Task objective:
Write out the records that appear below, verbatim and complete, but without pictures.

=-=-=

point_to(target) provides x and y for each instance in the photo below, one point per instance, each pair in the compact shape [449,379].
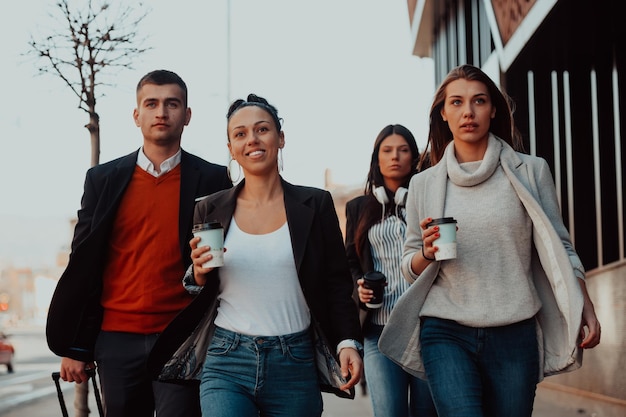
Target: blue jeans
[474,372]
[251,376]
[393,391]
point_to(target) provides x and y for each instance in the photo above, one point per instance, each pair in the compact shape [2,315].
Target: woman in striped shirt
[375,231]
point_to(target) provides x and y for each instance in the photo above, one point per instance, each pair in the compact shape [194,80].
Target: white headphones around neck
[399,198]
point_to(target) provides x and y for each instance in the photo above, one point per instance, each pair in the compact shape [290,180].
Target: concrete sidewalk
[549,402]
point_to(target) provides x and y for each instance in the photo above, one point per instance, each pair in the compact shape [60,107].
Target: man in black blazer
[130,250]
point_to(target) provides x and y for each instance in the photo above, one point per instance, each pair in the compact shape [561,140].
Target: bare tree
[86,53]
[94,43]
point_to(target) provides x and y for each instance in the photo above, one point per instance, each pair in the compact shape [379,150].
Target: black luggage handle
[91,373]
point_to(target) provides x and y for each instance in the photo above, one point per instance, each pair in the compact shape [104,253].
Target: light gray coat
[556,267]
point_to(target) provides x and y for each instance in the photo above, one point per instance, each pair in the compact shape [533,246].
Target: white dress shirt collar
[170,163]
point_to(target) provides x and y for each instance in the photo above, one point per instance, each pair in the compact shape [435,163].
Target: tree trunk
[81,391]
[94,132]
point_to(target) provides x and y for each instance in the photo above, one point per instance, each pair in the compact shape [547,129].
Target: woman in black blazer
[285,269]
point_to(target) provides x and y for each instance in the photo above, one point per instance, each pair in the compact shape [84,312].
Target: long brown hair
[372,212]
[502,125]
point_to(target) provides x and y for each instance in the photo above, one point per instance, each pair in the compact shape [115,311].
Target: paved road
[30,392]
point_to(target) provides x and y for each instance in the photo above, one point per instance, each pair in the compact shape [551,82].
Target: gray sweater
[489,283]
[555,266]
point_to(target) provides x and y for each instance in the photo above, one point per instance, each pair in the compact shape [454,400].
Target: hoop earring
[281,165]
[228,171]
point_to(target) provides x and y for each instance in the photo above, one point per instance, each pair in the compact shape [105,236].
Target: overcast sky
[337,70]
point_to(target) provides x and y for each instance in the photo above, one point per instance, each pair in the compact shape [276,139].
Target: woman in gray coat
[485,327]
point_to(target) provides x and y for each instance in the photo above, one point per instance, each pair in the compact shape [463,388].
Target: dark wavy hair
[371,214]
[502,125]
[254,100]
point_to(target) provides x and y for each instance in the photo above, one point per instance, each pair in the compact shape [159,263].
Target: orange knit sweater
[142,289]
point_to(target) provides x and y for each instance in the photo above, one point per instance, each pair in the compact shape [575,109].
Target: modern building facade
[563,62]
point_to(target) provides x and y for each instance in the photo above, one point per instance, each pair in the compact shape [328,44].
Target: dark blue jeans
[250,376]
[475,372]
[127,388]
[393,391]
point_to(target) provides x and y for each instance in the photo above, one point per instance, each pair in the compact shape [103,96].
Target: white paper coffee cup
[211,234]
[447,238]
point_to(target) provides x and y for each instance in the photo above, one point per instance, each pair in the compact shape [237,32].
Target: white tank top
[260,294]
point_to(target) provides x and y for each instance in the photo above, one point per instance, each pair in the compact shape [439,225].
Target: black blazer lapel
[300,218]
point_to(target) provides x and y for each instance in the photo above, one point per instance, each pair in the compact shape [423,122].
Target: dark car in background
[6,352]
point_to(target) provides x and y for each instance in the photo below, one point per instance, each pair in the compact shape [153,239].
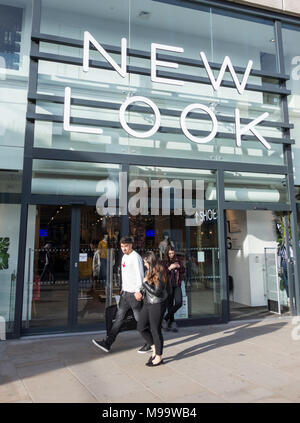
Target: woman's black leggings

=-=-=

Correct answer:
point_to(target) provides x and y for each instance in the photo below, one point per instance, each pair in the compact shape [449,379].
Target: blue jeans
[474,372]
[251,376]
[393,391]
point_to(target) provides x and y for each instance in the photo above, one point per instance, each pair in the compact shape [2,315].
Target: woman in striped shirt
[375,231]
point_to(target) provides x and y for each instance in the photo above, one point per instance, each pair in the compact shape [194,80].
Target: white headphones around neck
[399,198]
point_to(target) provides x and y for each instance in the photo above, one point per instance, each pair in the compact shape [290,180].
Target: concrete sidewalk
[549,402]
point_to(target) provides x and y for each instance in the photo above, one point per instance, each pair in the compact shape [60,107].
Target: man in black blazer
[130,250]
point_to(target) provides x and y for each instance in the photo above, one point per instance, each pair in the compact shape [561,140].
Target: bare tree
[86,53]
[94,43]
point_to(target) provides x and y for each instance in the photo above, one point per instance, each pair in the compact shape [379,150].
Target: black luggage handle
[91,373]
point_to(target) provides x and y for each instance in the photo above, one point per instance, each pair in the compact shape [104,253].
Target: light gray coat
[556,267]
point_to(target) provides x and y for each instance in the photo above, one point per instance, each pair in the compact shape [533,246].
Target: white dress shirt collar
[170,163]
point_to(target) provides x and y for each instance in the photo above, one point per instance, each pair in the compact shape [435,163].
Target: tree trunk
[81,391]
[94,132]
point_to(target) provides x and y for each instance in the photo above, one point per instance, each pair in the compact shape [547,129].
Target: woman in black blazer
[285,269]
point_to(target) provides x and y for each instance in the photo above, one point per instance, each pair in the compact shape [84,312].
Target: long brown hair
[372,212]
[502,125]
point_to(target) provides x and y for each instance in the photo above, one point per instance, each pair in the compact shape [115,311].
Target: paved road
[30,392]
point_to(target) provides x and y for each instance in the photo above, one point per instance, each pair in the compact shape [551,82].
Target: gray sweater
[489,283]
[555,266]
point_to(target) provides x and y for each instance in the photo above, one point per instance, each pair in the compact shape [454,400].
Target: hoop earring
[281,165]
[228,171]
point_to(target) provides x and y for each instance in the photo above, one point per instance, each pair in the compact shape [105,236].
Target: overcast sky
[337,70]
point_to(target) provides x and y for each instance in the photo above, one point per instance, each pair in the compact shape [276,139].
Target: woman in gray coat
[485,327]
point_to(target) provides x and y for each instance in the photo above, one point per instance, each pair in the compact shape [463,388].
Target: dark wavy hair
[371,214]
[502,125]
[254,100]
point_to(target) provides x and y for each instance in the photo above, one point per instance, each pair in the compact shape [159,263].
Target: orange knit sweater
[142,289]
point_to(target) provides x and y for each instance in the photo above, one point per instance, each pair in the compact shape [575,109].
Target: modern building facade
[563,62]
point_to(target) provides x and y for each instance in the photo above, one point per instance, each pair in the compact shape [328,44].
Target: dark blue jeans
[250,376]
[475,372]
[127,388]
[393,391]
point_to(target) provides x and y for each instance in the photo above, one point per instance, each pair in the compact shape [103,96].
Target: white paper coffee cup
[211,234]
[447,238]
point_to(target) provides x and y for each instance in the photo above, one point per instance, each pair in the compact shape [237,32].
Target: white tank top
[260,294]
point_to(target) provides x and y for each instance in the photo above, one point per instance, each pair in the compact shape [439,225].
Target: black blazer lapel
[300,218]
point_to(target) provides x and y for each instance in the photo above, one point per instance, each pair in the compact shape [423,122].
Target: dark car in background
[6,352]
point_to(target) provides x and y for each instance in the photo below, one point per instance, each pair in the compact shape [153,239].
Target: woman's black leggings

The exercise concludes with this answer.